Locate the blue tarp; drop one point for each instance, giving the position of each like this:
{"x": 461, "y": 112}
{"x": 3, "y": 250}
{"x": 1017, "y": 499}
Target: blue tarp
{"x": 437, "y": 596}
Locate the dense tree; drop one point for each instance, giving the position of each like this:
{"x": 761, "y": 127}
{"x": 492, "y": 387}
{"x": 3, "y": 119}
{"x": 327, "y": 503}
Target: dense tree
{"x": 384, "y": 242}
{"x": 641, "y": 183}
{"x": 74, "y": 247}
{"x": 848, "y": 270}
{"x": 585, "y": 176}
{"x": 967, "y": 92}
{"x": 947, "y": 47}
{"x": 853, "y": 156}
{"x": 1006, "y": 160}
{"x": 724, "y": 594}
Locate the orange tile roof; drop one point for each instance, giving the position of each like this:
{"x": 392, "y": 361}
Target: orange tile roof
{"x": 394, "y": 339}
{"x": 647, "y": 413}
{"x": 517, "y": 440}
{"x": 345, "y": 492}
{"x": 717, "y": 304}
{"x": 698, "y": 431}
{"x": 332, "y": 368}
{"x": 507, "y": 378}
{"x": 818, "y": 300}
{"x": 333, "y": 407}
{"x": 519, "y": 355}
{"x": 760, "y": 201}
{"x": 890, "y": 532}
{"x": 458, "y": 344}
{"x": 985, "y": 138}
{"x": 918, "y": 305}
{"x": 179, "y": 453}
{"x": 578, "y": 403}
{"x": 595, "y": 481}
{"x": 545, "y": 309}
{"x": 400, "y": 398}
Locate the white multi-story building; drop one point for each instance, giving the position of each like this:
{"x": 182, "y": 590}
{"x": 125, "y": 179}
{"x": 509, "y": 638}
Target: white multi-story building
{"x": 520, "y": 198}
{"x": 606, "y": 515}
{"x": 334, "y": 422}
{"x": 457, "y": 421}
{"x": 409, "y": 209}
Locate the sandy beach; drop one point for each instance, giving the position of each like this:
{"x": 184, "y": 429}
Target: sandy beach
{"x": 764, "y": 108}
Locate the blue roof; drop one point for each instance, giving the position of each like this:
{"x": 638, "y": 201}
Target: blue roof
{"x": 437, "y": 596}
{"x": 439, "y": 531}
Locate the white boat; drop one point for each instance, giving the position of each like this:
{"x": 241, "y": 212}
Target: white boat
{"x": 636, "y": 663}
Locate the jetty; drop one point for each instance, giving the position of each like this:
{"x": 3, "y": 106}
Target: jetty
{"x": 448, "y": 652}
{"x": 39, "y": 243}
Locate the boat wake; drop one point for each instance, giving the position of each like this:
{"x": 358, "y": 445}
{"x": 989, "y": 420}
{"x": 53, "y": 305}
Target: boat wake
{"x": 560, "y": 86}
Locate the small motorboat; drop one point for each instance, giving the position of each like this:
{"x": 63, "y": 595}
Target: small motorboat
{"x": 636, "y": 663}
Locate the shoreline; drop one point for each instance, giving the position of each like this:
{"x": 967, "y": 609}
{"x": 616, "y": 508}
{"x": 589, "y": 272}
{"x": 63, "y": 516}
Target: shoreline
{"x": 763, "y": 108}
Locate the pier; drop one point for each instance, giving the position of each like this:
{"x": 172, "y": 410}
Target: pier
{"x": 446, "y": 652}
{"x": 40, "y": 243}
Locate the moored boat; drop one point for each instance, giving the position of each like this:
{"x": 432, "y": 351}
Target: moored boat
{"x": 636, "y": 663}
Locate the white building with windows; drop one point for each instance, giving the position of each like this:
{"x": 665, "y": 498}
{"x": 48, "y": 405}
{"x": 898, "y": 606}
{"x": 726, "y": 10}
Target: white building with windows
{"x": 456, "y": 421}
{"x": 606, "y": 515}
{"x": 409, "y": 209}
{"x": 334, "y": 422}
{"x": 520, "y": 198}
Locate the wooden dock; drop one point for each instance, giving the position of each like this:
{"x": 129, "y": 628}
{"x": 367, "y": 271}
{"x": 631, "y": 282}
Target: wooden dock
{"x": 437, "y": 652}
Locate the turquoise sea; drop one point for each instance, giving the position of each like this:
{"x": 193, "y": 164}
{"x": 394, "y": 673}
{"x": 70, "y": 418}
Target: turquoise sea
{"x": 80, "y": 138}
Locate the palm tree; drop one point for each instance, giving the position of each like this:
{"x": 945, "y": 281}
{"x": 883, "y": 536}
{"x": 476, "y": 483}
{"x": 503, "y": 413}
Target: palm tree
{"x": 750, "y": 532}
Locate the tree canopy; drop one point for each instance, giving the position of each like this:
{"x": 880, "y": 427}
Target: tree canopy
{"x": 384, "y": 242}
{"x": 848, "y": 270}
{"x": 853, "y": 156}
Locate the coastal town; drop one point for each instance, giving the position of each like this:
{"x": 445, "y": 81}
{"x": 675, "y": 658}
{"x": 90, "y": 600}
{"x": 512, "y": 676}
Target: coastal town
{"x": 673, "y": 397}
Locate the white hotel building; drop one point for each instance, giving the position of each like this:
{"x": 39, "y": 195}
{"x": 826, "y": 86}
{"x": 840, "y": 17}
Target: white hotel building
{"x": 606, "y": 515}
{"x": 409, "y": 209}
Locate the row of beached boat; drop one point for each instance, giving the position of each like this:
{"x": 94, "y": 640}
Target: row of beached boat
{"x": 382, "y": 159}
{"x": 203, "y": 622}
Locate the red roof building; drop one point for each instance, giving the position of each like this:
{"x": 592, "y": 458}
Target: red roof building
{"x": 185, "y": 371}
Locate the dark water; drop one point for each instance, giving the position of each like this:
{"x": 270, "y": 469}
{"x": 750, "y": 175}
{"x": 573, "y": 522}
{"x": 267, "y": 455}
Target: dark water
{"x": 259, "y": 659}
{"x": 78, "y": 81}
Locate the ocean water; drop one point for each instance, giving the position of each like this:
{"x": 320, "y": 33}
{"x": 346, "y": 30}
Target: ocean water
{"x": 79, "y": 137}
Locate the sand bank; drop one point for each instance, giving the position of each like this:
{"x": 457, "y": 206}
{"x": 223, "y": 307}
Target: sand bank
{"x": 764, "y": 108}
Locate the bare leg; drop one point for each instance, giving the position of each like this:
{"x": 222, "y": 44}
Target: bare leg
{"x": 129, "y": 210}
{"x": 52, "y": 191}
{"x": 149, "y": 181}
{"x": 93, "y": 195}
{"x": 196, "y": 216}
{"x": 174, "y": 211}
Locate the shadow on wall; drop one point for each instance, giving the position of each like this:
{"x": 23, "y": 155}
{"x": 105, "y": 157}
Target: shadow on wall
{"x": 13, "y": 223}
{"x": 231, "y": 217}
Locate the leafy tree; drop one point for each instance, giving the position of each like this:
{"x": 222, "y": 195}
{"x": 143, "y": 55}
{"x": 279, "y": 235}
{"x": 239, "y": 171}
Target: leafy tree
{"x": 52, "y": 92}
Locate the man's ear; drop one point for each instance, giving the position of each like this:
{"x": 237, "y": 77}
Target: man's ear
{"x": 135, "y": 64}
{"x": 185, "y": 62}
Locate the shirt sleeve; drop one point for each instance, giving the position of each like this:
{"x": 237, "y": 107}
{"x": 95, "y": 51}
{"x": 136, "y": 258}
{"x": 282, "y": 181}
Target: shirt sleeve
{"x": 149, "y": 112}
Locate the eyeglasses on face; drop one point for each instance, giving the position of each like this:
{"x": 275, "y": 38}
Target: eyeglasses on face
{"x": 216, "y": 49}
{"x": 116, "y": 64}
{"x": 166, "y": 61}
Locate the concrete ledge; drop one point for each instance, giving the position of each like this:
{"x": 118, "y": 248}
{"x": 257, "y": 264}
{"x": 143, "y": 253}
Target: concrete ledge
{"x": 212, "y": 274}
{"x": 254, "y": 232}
▬▬▬
Action item:
Please copy out every entry word for word.

Answer for this exercise:
Locate the blue tarp; drop one point for each instance, giving the position of each like this:
{"x": 461, "y": 112}
{"x": 3, "y": 250}
{"x": 1017, "y": 499}
Target: blue tarp
{"x": 437, "y": 596}
Locate the dense tree; drop one point for each instance, giving the position of each like this:
{"x": 761, "y": 127}
{"x": 492, "y": 387}
{"x": 3, "y": 119}
{"x": 327, "y": 503}
Target: dense tree
{"x": 384, "y": 242}
{"x": 641, "y": 183}
{"x": 74, "y": 247}
{"x": 848, "y": 270}
{"x": 585, "y": 176}
{"x": 967, "y": 92}
{"x": 947, "y": 47}
{"x": 853, "y": 156}
{"x": 1006, "y": 160}
{"x": 724, "y": 594}
Locate the orange tile roof; drop one point for each instance, giving the position of each like this:
{"x": 392, "y": 361}
Target: orange tile roof
{"x": 394, "y": 339}
{"x": 647, "y": 413}
{"x": 517, "y": 440}
{"x": 345, "y": 492}
{"x": 717, "y": 304}
{"x": 698, "y": 431}
{"x": 332, "y": 368}
{"x": 507, "y": 378}
{"x": 818, "y": 300}
{"x": 333, "y": 407}
{"x": 519, "y": 355}
{"x": 760, "y": 201}
{"x": 890, "y": 532}
{"x": 458, "y": 344}
{"x": 985, "y": 138}
{"x": 918, "y": 305}
{"x": 179, "y": 453}
{"x": 578, "y": 403}
{"x": 595, "y": 481}
{"x": 545, "y": 309}
{"x": 400, "y": 398}
Locate the white multi-story building; drop one point for each instance, giving the position of each like this:
{"x": 182, "y": 590}
{"x": 125, "y": 179}
{"x": 509, "y": 638}
Target: white multi-story building
{"x": 520, "y": 198}
{"x": 606, "y": 515}
{"x": 334, "y": 422}
{"x": 457, "y": 421}
{"x": 409, "y": 209}
Locate the sandy beach; drop one point for each instance, giving the position of each like this:
{"x": 184, "y": 429}
Target: sandy beach
{"x": 764, "y": 108}
Locate the blue roof; drop one point for each instance, giving the position of each like this:
{"x": 638, "y": 201}
Target: blue roof
{"x": 437, "y": 596}
{"x": 439, "y": 531}
Locate the white boat; drop one point for each instance, giving the position of each like this:
{"x": 241, "y": 212}
Target: white boat
{"x": 636, "y": 663}
Locate the jetty; drop one point for each instance, giving the position of each like this:
{"x": 3, "y": 106}
Target: jetty
{"x": 448, "y": 652}
{"x": 39, "y": 243}
Locate the boat wake; drop one point for each instance, giving the position of each like this:
{"x": 358, "y": 445}
{"x": 989, "y": 420}
{"x": 53, "y": 305}
Target: boat wake
{"x": 560, "y": 86}
Locate the small motorboat; drop one point for each instance, giving the position of each like this:
{"x": 63, "y": 595}
Target: small motorboat
{"x": 636, "y": 663}
Locate the shoreline; drop one point for each instance, giving the position of each like this:
{"x": 967, "y": 609}
{"x": 616, "y": 508}
{"x": 589, "y": 272}
{"x": 63, "y": 516}
Target: shoreline
{"x": 763, "y": 108}
Locate the pier; drop one point for each instance, giving the position of each like this:
{"x": 172, "y": 410}
Target: pier
{"x": 446, "y": 652}
{"x": 40, "y": 243}
Locate the moored boat; drop one point for each instance, giving the position of each like this:
{"x": 432, "y": 351}
Target: moored boat
{"x": 636, "y": 663}
Locate the white building with windows; drop one point for each instance, giving the position of each like this:
{"x": 665, "y": 498}
{"x": 48, "y": 405}
{"x": 898, "y": 606}
{"x": 726, "y": 10}
Target: white building with windows
{"x": 456, "y": 421}
{"x": 606, "y": 515}
{"x": 409, "y": 209}
{"x": 334, "y": 422}
{"x": 520, "y": 198}
Locate the wooden dock; drop one point for each instance, giving the position of each like this:
{"x": 129, "y": 628}
{"x": 367, "y": 271}
{"x": 631, "y": 282}
Target: wooden dock
{"x": 437, "y": 652}
Locate the turquoise sea; drop one point for each instance, giving the position of each like this:
{"x": 193, "y": 164}
{"x": 394, "y": 673}
{"x": 70, "y": 418}
Target: turquoise sea
{"x": 80, "y": 138}
Locate the palm tree; drop one point for each instance, giving the position of each like this:
{"x": 945, "y": 281}
{"x": 883, "y": 536}
{"x": 476, "y": 483}
{"x": 503, "y": 413}
Target: palm tree
{"x": 750, "y": 532}
Locate the tree canopy; drop one point for each instance, giving the position of each like this:
{"x": 880, "y": 427}
Target: tree canopy
{"x": 384, "y": 242}
{"x": 848, "y": 270}
{"x": 853, "y": 156}
Locate the coastal town; drop one point for each instance, giving the position of each like this:
{"x": 445, "y": 81}
{"x": 675, "y": 658}
{"x": 90, "y": 600}
{"x": 512, "y": 676}
Target: coastal town
{"x": 673, "y": 397}
Locate the white hotel building; drop one point for each instance, giving the position of each like this:
{"x": 39, "y": 195}
{"x": 826, "y": 86}
{"x": 840, "y": 17}
Target: white hotel building
{"x": 606, "y": 515}
{"x": 409, "y": 209}
Locate the row of beached boat; drop one point for each instance, giving the position of each like this:
{"x": 94, "y": 640}
Target: row of beached boat
{"x": 382, "y": 159}
{"x": 203, "y": 622}
Locate the red roof building; drop one point for each instance, giving the position of each like this:
{"x": 592, "y": 458}
Target: red roof building
{"x": 185, "y": 371}
Locate the dark water; drop one point for each instance, giving the position of each like this:
{"x": 270, "y": 469}
{"x": 750, "y": 175}
{"x": 573, "y": 522}
{"x": 267, "y": 455}
Target: dark water
{"x": 259, "y": 659}
{"x": 78, "y": 81}
Locate the ocean water; drop one point for each instance, giving the position of each like this:
{"x": 320, "y": 33}
{"x": 346, "y": 30}
Target: ocean water
{"x": 79, "y": 137}
Locate the sand bank; drop one point for each instance, giving the position of each like this:
{"x": 457, "y": 206}
{"x": 223, "y": 307}
Target: sand bank
{"x": 764, "y": 108}
Locate the bare leg; drop one point for each instance, giving the position of each like this:
{"x": 222, "y": 44}
Target: bare leg
{"x": 129, "y": 210}
{"x": 52, "y": 191}
{"x": 149, "y": 181}
{"x": 93, "y": 195}
{"x": 196, "y": 216}
{"x": 174, "y": 211}
Locate the shadow on wall; drop one point for each instance, giving the position of each like this:
{"x": 23, "y": 155}
{"x": 105, "y": 157}
Target: shadow on wall
{"x": 13, "y": 223}
{"x": 231, "y": 217}
Locate the leafy tree; drop one point for each instance, giving the position of each like this:
{"x": 222, "y": 195}
{"x": 143, "y": 55}
{"x": 279, "y": 235}
{"x": 239, "y": 171}
Target: leafy tree
{"x": 52, "y": 92}
Locate the man's ear; drop one point for each instance, giving the position of each like this:
{"x": 237, "y": 77}
Target: man's ear
{"x": 135, "y": 64}
{"x": 185, "y": 62}
Locate the shirt sleeve; drop one point for each instance, giving the position of each like this:
{"x": 237, "y": 107}
{"x": 95, "y": 51}
{"x": 136, "y": 258}
{"x": 282, "y": 181}
Target: shirt sleeve
{"x": 149, "y": 112}
Locate the eyeglasses on face; drop one point for each instance, giving the position of each like this:
{"x": 275, "y": 38}
Target: eyeglasses on face
{"x": 216, "y": 49}
{"x": 116, "y": 64}
{"x": 166, "y": 61}
Locate the concrete ledge; drop one point for each instance, giving the position of each like this:
{"x": 118, "y": 248}
{"x": 257, "y": 264}
{"x": 143, "y": 253}
Target: concrete ledge
{"x": 212, "y": 274}
{"x": 254, "y": 232}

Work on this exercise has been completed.